Units 1-5 Study Guide

Unit 1: State Building and Economic Transformation (1200-1450)

Big Idea 1: Song China

  • Song China maintained rule through Confucianism and an imperial bureaucracy.
  • Buddhism continued to shape society.
  • The Song economy flourished.
  • State building in Song China had two primary sources of strength, both continuities.
    • Confucianism: A hierarchical philosophical understanding of the world.
      • Continuity from the Tang Dynasty.
      • Revival during the Song Dynasty.
      • Expansion of the civil service examination -> order, stability, meritocracy.
    • Imperial Bureaucracy: Appointed officials carrying out empire policies.
      • Continuity that had existed for centuries.
      • Song Dynasty expanded it to consolidate power and rule.
    • Buddhism: An outside influence that came to China from India via the Silk Roads.
      • Chinese innovation on Buddhism: Chan Buddhism (melding Buddhism with Taoism).
      • Chan Buddhism spread from China to neighboring regions (cultural diffusion).
    • Economy: Flourished due to several Innovations.
      • Champa Rice: From the Champa Kingdom (modern Vietnam); harvested more than once a year.
      • Grand Canal: Internal waterway that acted as a transportation system.
      • Led to commercialization, making China the most populous trading center.

Big Idea 2: Islamic States

  • As the Abbasid Caliphate declined, new Islamic political entities emerged.
  • These entities significantly expanded and facilitated intellectual innovations and transfers.
  • As the Song Empire flourished, the Abbasid Caliphate was crumbling, leading to the rise of other Islamic states (e.g., Delhi Sultanate, Mamluk Sultanate).
  • These states were Turkic rather than Arab/Persian like the Abbasids, marking the rise of Turkic Islamic Empires, relied on similar practices as the Abbasids to govern.
  • These states formed a cultural region known as Dar al-Islam.
  • Spread of Islam occurred through:
    • Military Expansion (e.g., Delhi Sultanate).
    • Merchants on the Silk Roads diffusing ideas and culture.
    • Example: West Africa -> literate officials and religious legitimacy for rulers.
    • Sufi Movement: Mystical form of Islam that adapted to local cultures.
  • Intellectual innovations and transfers occurred:
    • Innovations in mathematics (algebra, trigonometry).
    • Innovations in literature.
    • Muslims in Spain translated Greek classics into Arabic, preserving them for later rediscovery by Europeans during the Renaissance.
    • Transferred Indian mathematics to Europeans.
    • Adopted and adapted paper making from China, which was then transferred to Europe.

Big Idea 3: Influence of Hinduism, Buddhism, and Islam in South and Southeast Asia

  • Hinduism, Buddhism, and Islam deeply influenced state building in South and Southeast Asia.

  • South Asia: Delhi Sultanate in the north (Islamic state with a majority Hindu population).

    • Hindus paid a tax called the jizya.
    • Conversions occurred for social mobility.
    • The Delhi Sultanate did not maintain an efficient bureaucracy.
  • Vijayanagara Empire in the south (Hindu kingdom).

    • Established by two brothers who had converted to Islam but then reconverted to Hinduism.
  • Southeast Asia: Kingdoms and empires based on Hinduism and Buddhism due to trade.

### Given information
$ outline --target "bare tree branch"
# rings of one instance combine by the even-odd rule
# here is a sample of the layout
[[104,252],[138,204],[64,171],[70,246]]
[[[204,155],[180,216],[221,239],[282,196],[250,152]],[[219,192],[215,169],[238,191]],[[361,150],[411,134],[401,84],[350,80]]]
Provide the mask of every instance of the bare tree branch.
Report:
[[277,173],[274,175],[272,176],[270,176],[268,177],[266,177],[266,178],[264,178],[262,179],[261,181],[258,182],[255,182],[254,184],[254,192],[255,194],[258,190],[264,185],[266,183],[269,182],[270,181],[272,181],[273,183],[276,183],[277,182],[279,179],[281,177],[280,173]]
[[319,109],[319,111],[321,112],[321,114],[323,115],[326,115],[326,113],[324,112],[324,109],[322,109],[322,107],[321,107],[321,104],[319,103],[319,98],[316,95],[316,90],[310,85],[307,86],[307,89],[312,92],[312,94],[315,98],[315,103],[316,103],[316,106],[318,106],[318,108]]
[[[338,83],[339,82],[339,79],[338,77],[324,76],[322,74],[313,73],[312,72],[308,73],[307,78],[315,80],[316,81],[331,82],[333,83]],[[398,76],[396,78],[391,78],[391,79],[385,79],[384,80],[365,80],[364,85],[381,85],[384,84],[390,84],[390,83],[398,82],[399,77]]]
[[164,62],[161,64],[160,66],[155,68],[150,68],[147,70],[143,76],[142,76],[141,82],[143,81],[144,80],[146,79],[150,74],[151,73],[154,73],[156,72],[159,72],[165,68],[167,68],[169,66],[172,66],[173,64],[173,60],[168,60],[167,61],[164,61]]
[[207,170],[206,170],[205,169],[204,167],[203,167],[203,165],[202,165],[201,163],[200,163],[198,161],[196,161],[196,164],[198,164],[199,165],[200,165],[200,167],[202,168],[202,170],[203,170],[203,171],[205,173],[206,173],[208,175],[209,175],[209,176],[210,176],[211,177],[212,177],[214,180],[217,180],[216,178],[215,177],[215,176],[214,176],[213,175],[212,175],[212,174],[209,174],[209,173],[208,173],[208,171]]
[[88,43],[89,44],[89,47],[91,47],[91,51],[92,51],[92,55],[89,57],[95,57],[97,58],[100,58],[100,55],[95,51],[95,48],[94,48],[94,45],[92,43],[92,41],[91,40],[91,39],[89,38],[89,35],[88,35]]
...
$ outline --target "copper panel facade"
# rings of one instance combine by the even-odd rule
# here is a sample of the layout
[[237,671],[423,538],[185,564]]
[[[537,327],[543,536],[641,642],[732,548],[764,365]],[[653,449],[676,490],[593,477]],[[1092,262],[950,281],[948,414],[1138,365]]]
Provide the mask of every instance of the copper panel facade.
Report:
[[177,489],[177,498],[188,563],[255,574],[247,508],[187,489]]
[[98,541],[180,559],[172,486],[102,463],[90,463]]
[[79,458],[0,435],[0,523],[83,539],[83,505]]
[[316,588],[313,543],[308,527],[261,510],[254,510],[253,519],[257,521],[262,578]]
* * *
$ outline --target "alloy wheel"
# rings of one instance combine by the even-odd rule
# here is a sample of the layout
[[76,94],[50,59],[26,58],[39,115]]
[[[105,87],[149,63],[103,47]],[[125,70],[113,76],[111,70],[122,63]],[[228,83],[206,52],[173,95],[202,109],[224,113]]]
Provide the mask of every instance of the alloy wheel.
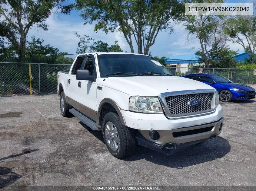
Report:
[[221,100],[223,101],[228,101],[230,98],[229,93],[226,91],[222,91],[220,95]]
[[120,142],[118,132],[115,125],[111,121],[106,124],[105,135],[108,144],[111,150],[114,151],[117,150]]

### Set of tasks
A. Does each statement agree with the study guide? Answer yes or no for each and quote the deciding words.
(i) Champa Rice came from the Champa Kingdom and could be harvested more than once a year.
(ii) The Delhi Sultanate maintained an efficient bureaucracy.
(iii) The Vijayanagara Empire was founded by two brothers who remained Muslim.
B. Can you take the study guide further, continuing from its final line on Southeast Asia?
The records have no connection to the study guide.

### Responses per task
A.
(i) Yes: "From the Champa Kingdom (modern Vietnam); harvested more than once a year."
(ii) No: "The Delhi Sultanate did not maintain an efficient bureaucracy."
(iii) No: "Established by two brothers who had converted to Islam but then reconverted to Hinduism."

B.
    • Srivijaya Empire (Hindu): Prospered by taxing ships using sea lanes.
    • Majapahit Kingdom (Buddhist): Prospered by controlling sea routes.

Big Idea 4: Civilizations of the Americas

  • Civilizations of the Americas developed strong states, urban centers, and belief systems.
  • Examples: Cahokia, Mexica, and Inca.
    • The Mexica people (Aztec Empire) demonstrated continuity in state building with early American states (Maya).
    • Tenochtitlan: Magnificent capital city with monumental ziggurats and marketplaces, population 200,000.
    • Significant state-building effort: Tribute System.
    • The Aztec Empire was a decentralized state.
    • They sent local governors to extract tribute from conquered people.
    • They exercised political dominance over distant lands without direct involvement.
    • Practiced human sacrifice.

Big Idea 5: African State Building

  • African state building was facilitated through participation in trade networks and religion.
  • Great Zimbabwe prospered due to trade, agriculture, and gold deposits.
    • Participated in the Indian Ocean Trade Network, which connected East Africa to the Middle East, South Asia, and East Asia.
    • Merchants influenced the development of the Swahili language (blend of Bantu and Arabic).
    • Great Zimbabwe: Capital city with 20,000 people within its walls.
  • Ethiopia: A Christian kingdom that emerged in the 12th century.
    • Known for monumental architecture (massive stone churches).
    • Ethiopian Christianity developed separately from Roman Catholic and Orthodox traditions.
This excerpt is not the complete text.